| QUOTED PASSAGE |

========================

Al-Naimi rejected the idea of an OPEC production cut, saying they won't work to boost oil prices. Cutting production would mean low-cost producers like Saudi Arabia would be subsidizing higher-cost ones.
Low-cost producers cutting their own production “only delays an inevitable reckoning," he said.

Thursday, September 24, 2015

Lawsuit Over Feds' Failure to Examine Yorktown Oil Train Terminal's Threat to Rare Species


Lawsuit Launched Over Feds' Failure to Examine Yorktown Oil Train Terminal's Threat to Rare Sturgeon, Sea Turtles

Center for Biological Diversity   Sept. 24, 2015

YORKTOWN, Va.— Conservation groups filed a formal notice of intent to sue the U.S. Army Corps of Engineers today for failing to assess impacts to endangered species before issuing a permit for an oil train terminal at the mouth of the York River. The 2013 permit did not take into account the threat the facility and its operations pose to endangered Atlantic sturgeon, loggerhead sea turtles and Kemp’s ridley sea turtles as required by the Endangered Species Act, according to the groups.


Atlantic sturgeon
 Atlantic sturgeon photo by Albert Herring, Virginia State Parks. This photo is available for media use.

 “The Yorktown terminal poses a serious threat to endangered species like Atlantic sturgeon and sea turtles as well as the rivers and coastline they depend on, and the communities of the lower Chesapeake Bay,” said Mollie Matteson, a senior scientist at the Center for Biological Diversity. “The American public has had to find out the hard way, through dramatic derailments, spills and fires, that oil trains are a real danger.”

The Corps issued the permit in January 2013 to Plains Marketing, a pipeline and oil shipping company, to allow the former Western refinery at Yorktown to be converted to a storage site and transportation hub for crude oil. The repurposed terminal sits at the end of a CSX rail line spur, the same line where two fiery oil train derailments have occurred: one in April 2014, at Lynchburg, Va., and the other in March 2015 at Mount Carbon, W.Va. Both trains were bound for Yorktown carrying crude from an oil formation centered in North Dakota known as the “Bakken shale.” In the past three years there have been 11 oil train accidents in North America involving multiple cars, including the catastrophic derailment of an oil train in Quebec in July 2013. That accident killed 47 people and burned down much of the small town of Lac-Mégantic.

========================

| EXERCISE PROMPT |
Continue the news article about the lawsuit over the Yorktown oil train terminal, picking up right after its last sentence.

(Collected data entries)
========================

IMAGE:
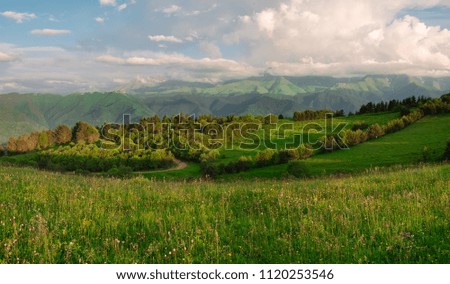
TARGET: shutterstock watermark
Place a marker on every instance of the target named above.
(191, 134)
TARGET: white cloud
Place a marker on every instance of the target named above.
(184, 66)
(343, 37)
(122, 7)
(5, 57)
(211, 49)
(50, 32)
(19, 17)
(108, 2)
(163, 38)
(171, 9)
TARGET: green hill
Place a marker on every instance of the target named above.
(405, 147)
(23, 113)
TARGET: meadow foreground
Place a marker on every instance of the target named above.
(395, 216)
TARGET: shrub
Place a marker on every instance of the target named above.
(332, 143)
(298, 169)
(374, 131)
(360, 125)
(266, 158)
(210, 156)
(304, 151)
(446, 156)
(287, 155)
(121, 172)
(244, 163)
(426, 155)
(394, 126)
(209, 169)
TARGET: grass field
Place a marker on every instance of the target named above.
(400, 216)
(405, 147)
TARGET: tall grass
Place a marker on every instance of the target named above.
(397, 217)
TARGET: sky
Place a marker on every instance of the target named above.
(62, 46)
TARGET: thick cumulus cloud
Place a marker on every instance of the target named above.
(345, 37)
(219, 40)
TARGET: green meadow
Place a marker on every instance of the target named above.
(395, 216)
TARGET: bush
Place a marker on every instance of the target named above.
(360, 125)
(304, 151)
(426, 155)
(244, 163)
(446, 156)
(298, 169)
(209, 169)
(394, 126)
(287, 155)
(374, 131)
(332, 143)
(121, 172)
(266, 158)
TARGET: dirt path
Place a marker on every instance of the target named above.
(180, 165)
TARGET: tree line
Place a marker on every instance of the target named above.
(81, 133)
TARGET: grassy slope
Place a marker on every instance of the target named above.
(397, 217)
(403, 147)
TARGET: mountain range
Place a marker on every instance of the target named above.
(21, 113)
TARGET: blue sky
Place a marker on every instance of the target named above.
(68, 46)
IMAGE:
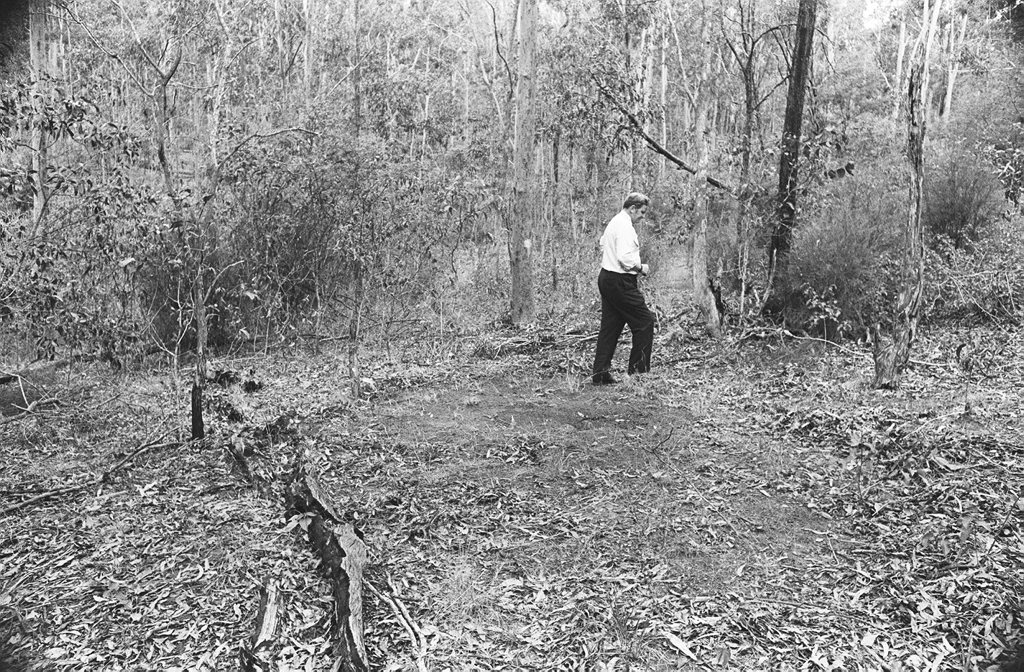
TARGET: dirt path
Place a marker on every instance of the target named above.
(760, 510)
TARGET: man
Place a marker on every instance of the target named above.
(622, 302)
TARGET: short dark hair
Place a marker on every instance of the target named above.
(635, 199)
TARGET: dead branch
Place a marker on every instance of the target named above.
(401, 614)
(637, 128)
(150, 446)
(343, 554)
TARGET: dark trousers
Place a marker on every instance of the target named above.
(622, 303)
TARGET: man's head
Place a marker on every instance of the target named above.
(636, 205)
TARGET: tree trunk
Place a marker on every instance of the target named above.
(781, 240)
(356, 71)
(955, 44)
(898, 79)
(307, 54)
(890, 363)
(702, 296)
(520, 246)
(42, 55)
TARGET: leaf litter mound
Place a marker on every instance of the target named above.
(744, 507)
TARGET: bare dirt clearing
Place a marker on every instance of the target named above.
(751, 508)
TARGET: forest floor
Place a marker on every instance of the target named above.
(751, 505)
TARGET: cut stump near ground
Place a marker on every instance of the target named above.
(270, 614)
(343, 553)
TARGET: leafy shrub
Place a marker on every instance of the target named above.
(842, 269)
(985, 284)
(962, 198)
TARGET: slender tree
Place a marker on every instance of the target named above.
(781, 239)
(891, 359)
(43, 57)
(521, 244)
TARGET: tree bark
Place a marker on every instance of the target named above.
(890, 363)
(521, 244)
(42, 57)
(898, 80)
(781, 240)
(955, 44)
(702, 296)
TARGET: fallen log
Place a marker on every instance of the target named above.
(343, 554)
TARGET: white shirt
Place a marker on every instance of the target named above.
(620, 245)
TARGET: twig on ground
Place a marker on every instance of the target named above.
(148, 446)
(29, 409)
(401, 613)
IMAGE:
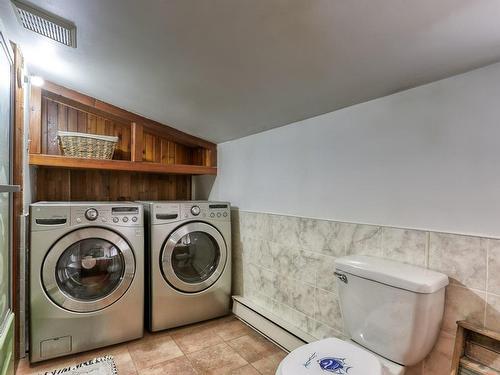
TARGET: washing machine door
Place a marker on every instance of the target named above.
(88, 269)
(193, 257)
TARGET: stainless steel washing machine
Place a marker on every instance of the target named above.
(189, 267)
(86, 276)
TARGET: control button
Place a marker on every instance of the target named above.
(91, 214)
(195, 210)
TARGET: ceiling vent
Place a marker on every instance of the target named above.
(46, 24)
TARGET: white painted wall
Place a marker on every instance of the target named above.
(426, 158)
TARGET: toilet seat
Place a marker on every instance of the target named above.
(330, 356)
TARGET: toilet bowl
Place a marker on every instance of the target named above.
(386, 306)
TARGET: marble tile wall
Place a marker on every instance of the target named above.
(284, 264)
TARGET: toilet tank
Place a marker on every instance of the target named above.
(391, 308)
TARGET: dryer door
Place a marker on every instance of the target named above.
(193, 257)
(88, 269)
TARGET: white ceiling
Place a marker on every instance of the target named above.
(223, 69)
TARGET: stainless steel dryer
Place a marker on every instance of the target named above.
(189, 248)
(86, 276)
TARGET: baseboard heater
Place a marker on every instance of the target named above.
(272, 326)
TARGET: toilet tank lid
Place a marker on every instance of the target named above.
(396, 274)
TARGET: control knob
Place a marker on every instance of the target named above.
(91, 214)
(195, 210)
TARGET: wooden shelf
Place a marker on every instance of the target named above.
(58, 161)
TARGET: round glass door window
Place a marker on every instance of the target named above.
(90, 269)
(195, 257)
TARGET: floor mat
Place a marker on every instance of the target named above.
(97, 366)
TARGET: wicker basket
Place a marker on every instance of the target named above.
(82, 145)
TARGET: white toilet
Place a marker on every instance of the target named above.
(392, 313)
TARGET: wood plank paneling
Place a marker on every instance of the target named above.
(59, 116)
(151, 161)
(56, 184)
(119, 165)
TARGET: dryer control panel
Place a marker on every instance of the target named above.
(129, 216)
(205, 211)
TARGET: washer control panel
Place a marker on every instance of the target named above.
(107, 214)
(170, 212)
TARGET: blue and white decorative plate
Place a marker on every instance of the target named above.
(334, 365)
(330, 357)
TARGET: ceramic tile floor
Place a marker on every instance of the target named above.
(220, 346)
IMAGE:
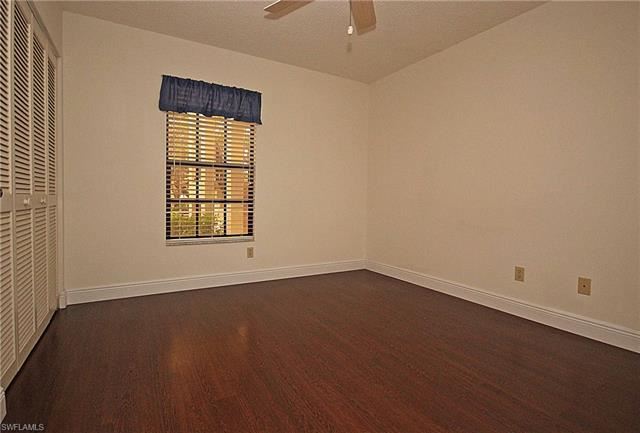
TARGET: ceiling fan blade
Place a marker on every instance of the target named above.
(364, 15)
(283, 7)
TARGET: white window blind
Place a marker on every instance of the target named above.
(210, 174)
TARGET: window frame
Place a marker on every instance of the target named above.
(170, 163)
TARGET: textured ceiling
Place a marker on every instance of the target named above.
(314, 36)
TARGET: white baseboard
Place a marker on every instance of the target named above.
(62, 300)
(602, 331)
(3, 405)
(104, 293)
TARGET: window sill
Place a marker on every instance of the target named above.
(200, 241)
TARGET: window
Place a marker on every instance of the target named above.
(210, 179)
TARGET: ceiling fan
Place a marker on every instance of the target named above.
(362, 11)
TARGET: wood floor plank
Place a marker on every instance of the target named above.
(346, 352)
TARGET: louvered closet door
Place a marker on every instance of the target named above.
(52, 209)
(8, 352)
(39, 170)
(28, 220)
(23, 178)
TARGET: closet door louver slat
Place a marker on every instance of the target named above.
(38, 109)
(8, 353)
(52, 244)
(28, 175)
(5, 150)
(40, 264)
(7, 303)
(51, 126)
(24, 276)
(21, 105)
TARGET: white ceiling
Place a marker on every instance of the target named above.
(314, 36)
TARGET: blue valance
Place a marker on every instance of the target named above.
(183, 95)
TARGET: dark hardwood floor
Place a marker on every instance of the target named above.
(348, 352)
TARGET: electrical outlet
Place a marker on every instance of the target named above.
(584, 286)
(519, 274)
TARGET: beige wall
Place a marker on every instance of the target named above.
(517, 147)
(51, 15)
(311, 160)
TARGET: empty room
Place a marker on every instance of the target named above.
(365, 216)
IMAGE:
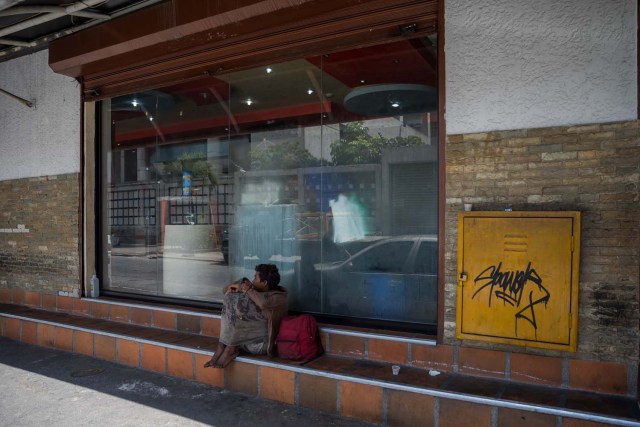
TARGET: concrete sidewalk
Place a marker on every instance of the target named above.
(46, 387)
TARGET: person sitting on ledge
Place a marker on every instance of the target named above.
(251, 315)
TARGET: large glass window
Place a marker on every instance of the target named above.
(325, 166)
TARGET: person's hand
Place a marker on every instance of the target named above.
(235, 287)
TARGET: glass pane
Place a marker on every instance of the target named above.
(380, 183)
(129, 194)
(325, 166)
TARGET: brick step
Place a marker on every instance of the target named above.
(350, 387)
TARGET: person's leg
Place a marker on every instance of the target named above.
(230, 352)
(214, 359)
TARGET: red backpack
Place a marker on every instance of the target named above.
(298, 338)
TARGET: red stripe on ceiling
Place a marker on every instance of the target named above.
(222, 121)
(399, 62)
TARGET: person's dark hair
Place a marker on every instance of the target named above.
(269, 272)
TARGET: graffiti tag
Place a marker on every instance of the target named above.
(520, 289)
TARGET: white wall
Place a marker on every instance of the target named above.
(513, 64)
(44, 140)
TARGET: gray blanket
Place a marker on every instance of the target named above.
(242, 321)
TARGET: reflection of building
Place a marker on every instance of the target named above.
(541, 107)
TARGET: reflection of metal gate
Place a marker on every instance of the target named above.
(518, 278)
(414, 198)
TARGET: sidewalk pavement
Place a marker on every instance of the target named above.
(53, 388)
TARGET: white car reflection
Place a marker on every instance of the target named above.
(393, 279)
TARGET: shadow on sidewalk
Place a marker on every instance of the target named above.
(57, 388)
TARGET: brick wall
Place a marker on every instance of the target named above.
(593, 169)
(39, 234)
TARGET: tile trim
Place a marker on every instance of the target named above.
(376, 383)
(423, 341)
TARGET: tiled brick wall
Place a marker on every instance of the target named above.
(593, 169)
(47, 257)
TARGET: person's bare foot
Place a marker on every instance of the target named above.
(214, 359)
(227, 356)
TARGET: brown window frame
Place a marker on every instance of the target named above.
(178, 41)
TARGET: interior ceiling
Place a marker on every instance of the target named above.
(27, 26)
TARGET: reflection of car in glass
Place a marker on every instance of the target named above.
(393, 279)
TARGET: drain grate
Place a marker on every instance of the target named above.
(87, 372)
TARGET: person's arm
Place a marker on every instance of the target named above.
(235, 286)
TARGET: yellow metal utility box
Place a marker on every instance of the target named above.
(518, 278)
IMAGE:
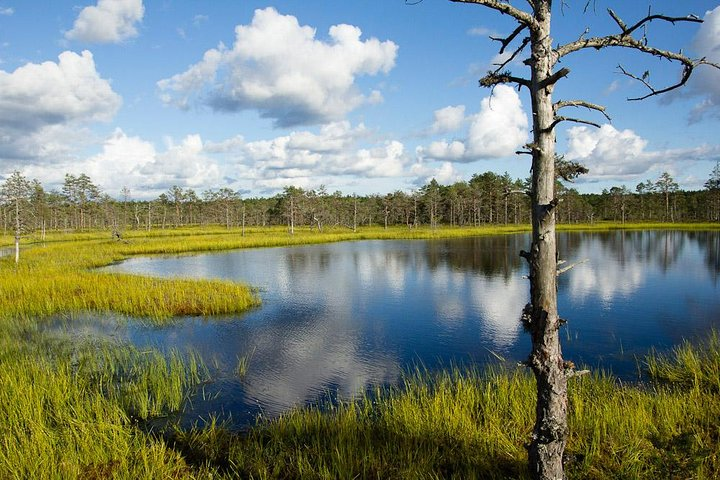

========================

| ANSWER SPACE |
“Every day those trains run, the James River, York River, and Chesapeake Bay are at risk of yet another serious oil transport accident like the one in Lynchburg that set the James River on fire,” said Glen Besa, director of the Virginia Chapter of the Sierra Club. “It’s time to make a course correction before even more damage is done to our communities and our environment.”

At Yorktown crude oil is offloaded from trains onto vessels bound for East Coast refineries, putting Atlantic sturgeon and sea turtles at increased risk of ship strikes and oil spills in the Chesapeake Bay and along the Delmarva Peninsula coast.

An oil spill in the bay or along the coast could be especially devastating and long-lasting for fish, turtles and other aquatic life, as demonstrated by scientific findings since the 2010 Deepwater Horizon spill. For example, the number of Kemp’s ridley sea turtles has dropped precipitously in the Gulf of Mexico in the past few years, and biologists have found indications that oil spilled into water interferes with the proper development of healthy young fish. Biologists confirmed in 2013 that Atlantic sturgeon spawn in the York River and that the population in the York is distinct genetically. The Chesapeake Bay provides a feeding ground for sea turtles in summer months.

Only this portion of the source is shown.